#### What is expected:
Can you copy the listing below line for line, with no changes?
+++ Available records +++
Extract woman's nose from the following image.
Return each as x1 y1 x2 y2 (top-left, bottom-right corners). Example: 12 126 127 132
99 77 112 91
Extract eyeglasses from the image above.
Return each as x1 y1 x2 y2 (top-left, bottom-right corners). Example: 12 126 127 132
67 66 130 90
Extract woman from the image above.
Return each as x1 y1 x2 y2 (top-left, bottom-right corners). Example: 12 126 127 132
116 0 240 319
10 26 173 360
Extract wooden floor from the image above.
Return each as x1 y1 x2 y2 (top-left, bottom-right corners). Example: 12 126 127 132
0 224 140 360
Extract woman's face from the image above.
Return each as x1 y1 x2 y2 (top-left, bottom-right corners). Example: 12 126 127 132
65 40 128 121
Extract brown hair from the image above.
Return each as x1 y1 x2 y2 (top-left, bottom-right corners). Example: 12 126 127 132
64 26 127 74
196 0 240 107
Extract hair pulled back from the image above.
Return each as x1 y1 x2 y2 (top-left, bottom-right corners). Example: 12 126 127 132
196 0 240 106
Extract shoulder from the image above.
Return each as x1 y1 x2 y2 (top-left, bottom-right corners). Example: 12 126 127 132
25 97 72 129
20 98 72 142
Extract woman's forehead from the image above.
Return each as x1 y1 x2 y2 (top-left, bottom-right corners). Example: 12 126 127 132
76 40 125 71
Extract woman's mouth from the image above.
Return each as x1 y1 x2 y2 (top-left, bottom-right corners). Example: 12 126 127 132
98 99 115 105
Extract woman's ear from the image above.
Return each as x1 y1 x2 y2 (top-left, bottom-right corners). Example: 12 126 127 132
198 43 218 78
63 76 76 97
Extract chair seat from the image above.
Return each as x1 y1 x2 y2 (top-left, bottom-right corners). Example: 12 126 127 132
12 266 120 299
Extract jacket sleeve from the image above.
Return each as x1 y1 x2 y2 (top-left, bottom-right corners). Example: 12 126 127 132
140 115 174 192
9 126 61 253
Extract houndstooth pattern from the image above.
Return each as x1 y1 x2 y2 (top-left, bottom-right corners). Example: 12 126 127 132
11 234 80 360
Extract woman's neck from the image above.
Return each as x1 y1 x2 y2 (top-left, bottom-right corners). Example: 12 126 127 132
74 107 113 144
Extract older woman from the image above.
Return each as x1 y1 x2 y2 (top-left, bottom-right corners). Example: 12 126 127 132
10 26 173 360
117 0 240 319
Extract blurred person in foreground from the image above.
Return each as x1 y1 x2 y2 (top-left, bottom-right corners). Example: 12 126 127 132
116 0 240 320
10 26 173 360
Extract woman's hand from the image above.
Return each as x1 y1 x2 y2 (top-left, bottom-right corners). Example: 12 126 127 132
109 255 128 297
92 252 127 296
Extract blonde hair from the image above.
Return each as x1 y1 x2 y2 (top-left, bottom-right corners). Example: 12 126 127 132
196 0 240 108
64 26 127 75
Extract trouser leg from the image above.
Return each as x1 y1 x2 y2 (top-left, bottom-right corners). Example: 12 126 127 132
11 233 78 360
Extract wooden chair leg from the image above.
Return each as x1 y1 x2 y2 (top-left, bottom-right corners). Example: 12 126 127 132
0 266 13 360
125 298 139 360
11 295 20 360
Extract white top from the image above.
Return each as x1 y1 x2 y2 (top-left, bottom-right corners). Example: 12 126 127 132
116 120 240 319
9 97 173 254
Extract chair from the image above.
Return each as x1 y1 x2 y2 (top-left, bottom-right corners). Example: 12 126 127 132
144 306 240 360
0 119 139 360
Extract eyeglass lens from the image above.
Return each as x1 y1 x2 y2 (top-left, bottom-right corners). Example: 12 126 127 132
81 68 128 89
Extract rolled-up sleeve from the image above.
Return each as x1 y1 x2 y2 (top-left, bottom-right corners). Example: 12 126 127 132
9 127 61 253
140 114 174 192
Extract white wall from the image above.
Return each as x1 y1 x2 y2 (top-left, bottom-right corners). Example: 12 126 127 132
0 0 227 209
+++
#### Response:
Extract woman's nose from the following image.
Return each as x1 y1 x2 y2 (top-left, bottom-right corners). Example: 12 126 127 132
99 77 112 91
Extract eyeglasses from the image above.
Return each as x1 y1 x2 y2 (top-left, bottom-right corners). Example: 12 126 127 132
67 66 130 90
Extract woman from the image above.
Return each as x1 y1 x2 y2 (top-left, bottom-right corners). Example: 12 126 127 132
116 0 240 319
10 26 173 360
Extract wooden floor from the image above.
Return each as x1 y1 x2 y2 (top-left, bottom-right corners). Example: 12 126 127 132
0 224 140 360
Extract woman's face from the image above.
Return each as x1 y1 x2 y2 (top-left, bottom-right corners). Example: 12 126 127 132
65 40 128 121
Extract brown hair from the image above.
Return each as x1 y1 x2 y2 (top-left, bottom-right corners). Example: 12 126 127 132
64 26 127 74
196 0 240 107
Extract hair pulled back from the image above.
Return each as x1 y1 x2 y2 (top-left, bottom-right corners). Example: 12 126 127 132
196 0 240 106
Extract shoulder from the image above.
Return each as x1 y1 x2 y2 (top-left, bottom-right corners). Example: 12 126 127 132
25 97 72 129
20 98 72 142
Extract woman's forehead from the image above.
Return each as x1 y1 x2 y2 (top-left, bottom-right corners). Example: 12 126 127 132
76 40 125 71
Extract woman's mouth from the image above.
Return each as x1 y1 x2 y2 (top-left, bottom-right corners). Example: 12 126 127 132
98 99 115 105
Extract woman's ear from the image above.
Return each as x1 y1 x2 y2 (top-left, bottom-right corners). Example: 12 126 127 132
198 43 218 78
63 76 76 97
Extract chair seat from the image above.
Return each as x1 y1 x2 y2 (top-left, bottom-right corners). Example: 12 126 127 132
12 266 120 299
Extract jacket sleeve from the image above.
Return each as x1 y1 x2 y2 (top-left, bottom-right corners). Example: 12 126 127 132
140 115 174 192
9 126 61 253
Extract houndstooth pattern from the image above.
Return each as x1 y1 x2 y2 (top-left, bottom-right corners). Example: 12 126 127 132
11 234 80 360
Extract woman's neck from the image above.
Return each as x1 y1 x2 y2 (top-left, bottom-right corners). Example: 12 126 127 132
74 107 113 144
Extract older woman from the image above.
Return each as x1 y1 x2 y2 (top-left, bottom-right corners). Example: 12 126 127 132
10 26 173 360
117 0 240 319
Extract blurred person in foreground from the image above.
Return each as x1 y1 x2 y2 (top-left, bottom-right corners). Example: 12 126 127 132
116 0 240 320
10 26 173 360
Extract woman's hand from the image above.
Return each as x1 y1 x2 y2 (top-left, bottom-right corners). Example: 12 126 127 132
109 255 128 297
92 252 127 296
Extract blonde hair from the image above.
Return each as x1 y1 x2 y2 (top-left, bottom-right corners). Example: 12 126 127 132
196 0 240 108
64 26 127 75
Extract trouser leg from the image above.
Return each as x1 y1 x2 y2 (top-left, bottom-right corners). Example: 12 126 127 132
11 233 78 360
Extract wooden chair leg from the image above.
Return each as x1 y1 x2 y2 (top-left, bottom-right corners). Example: 12 126 127 132
0 266 13 360
125 298 139 360
11 295 20 360
Extract white top from the image above.
Return each as x1 y1 x2 y2 (top-left, bottom-right corners). Example: 12 126 127 132
116 120 240 319
9 97 173 254
Extract chair from the image above.
Return each as x1 y1 x2 y2 (top-left, bottom-right corners). Example: 12 126 127 132
144 306 240 360
0 119 139 360
Extract eyeglass lens from the image above.
Return each as x1 y1 x2 y2 (top-left, bottom-right corners). Example: 12 126 127 132
81 68 128 89
Extract rolled-up sleeve from the image above.
Return each as x1 y1 x2 y2 (top-left, bottom-right corners). Example: 12 126 127 132
9 127 61 253
140 114 174 192
Extract white wall from the image above.
Return each as x1 y1 x2 y2 (top-left, bottom-right corners). Example: 12 126 127 132
0 0 227 209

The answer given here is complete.